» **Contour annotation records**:
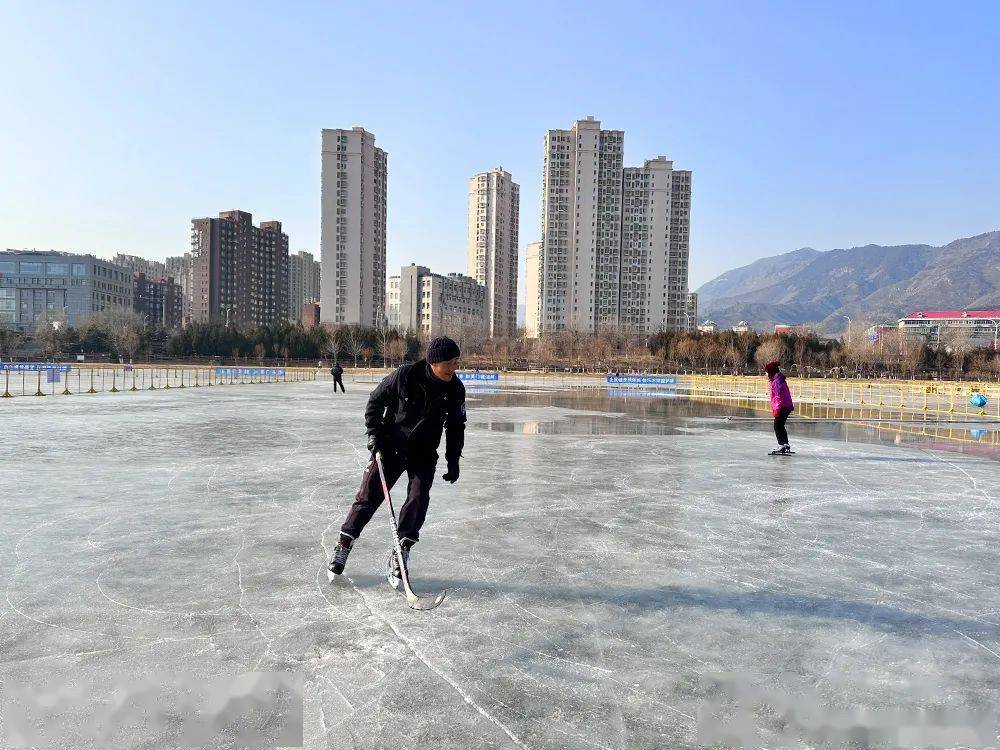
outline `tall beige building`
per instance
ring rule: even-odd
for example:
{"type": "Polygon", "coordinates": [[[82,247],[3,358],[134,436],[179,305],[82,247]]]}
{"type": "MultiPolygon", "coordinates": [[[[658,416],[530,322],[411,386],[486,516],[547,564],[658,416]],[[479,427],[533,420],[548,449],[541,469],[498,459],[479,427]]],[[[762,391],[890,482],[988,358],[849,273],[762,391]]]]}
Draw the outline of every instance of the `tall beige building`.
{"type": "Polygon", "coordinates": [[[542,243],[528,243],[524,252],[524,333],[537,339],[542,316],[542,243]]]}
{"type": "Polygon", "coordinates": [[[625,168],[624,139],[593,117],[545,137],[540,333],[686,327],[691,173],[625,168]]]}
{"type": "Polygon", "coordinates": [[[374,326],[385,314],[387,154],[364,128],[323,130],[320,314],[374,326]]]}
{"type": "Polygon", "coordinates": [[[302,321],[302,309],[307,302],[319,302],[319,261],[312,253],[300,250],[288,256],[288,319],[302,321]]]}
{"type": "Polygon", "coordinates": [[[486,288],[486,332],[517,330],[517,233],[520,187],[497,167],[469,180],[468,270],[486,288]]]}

» **AIM OF THE TASK**: Express the data above as a two-column CSV with the columns instruction and geometry, giving one row for each instruction. Put each instruction's text and its answer in one quoted field apiece, replace line breaks with spaces, and leave out the pictures.

» **SOLUTION**:
instruction,geometry
"outline `tall beige building` per instance ring rule: even-odd for example: {""type"": ""Polygon"", ""coordinates"": [[[82,247],[3,358],[134,436],[179,305],[82,247]]]} {""type"": ""MultiPolygon"", ""coordinates"": [[[[658,416],[530,322],[411,386],[486,516],[547,564],[658,416]],[[479,427],[533,420],[548,449],[541,469],[498,459],[479,427]]],[[[762,391],[890,482],[988,358],[849,273],[762,391]]]]} Draw the outline of every instance of the `tall beige building`.","{""type"": ""Polygon"", ""coordinates"": [[[542,243],[528,243],[524,252],[524,333],[537,339],[542,316],[542,243]]]} {""type"": ""Polygon"", ""coordinates"": [[[625,168],[624,139],[593,117],[545,137],[540,333],[686,327],[691,173],[625,168]]]} {""type"": ""Polygon"", ""coordinates"": [[[374,326],[385,314],[387,154],[364,128],[323,130],[320,314],[374,326]]]} {""type"": ""Polygon"", ""coordinates"": [[[302,321],[302,309],[307,302],[319,302],[319,261],[312,253],[300,250],[288,256],[288,319],[302,321]]]} {""type"": ""Polygon"", ""coordinates"": [[[486,288],[486,332],[517,330],[517,233],[520,187],[497,167],[469,180],[468,270],[486,288]]]}"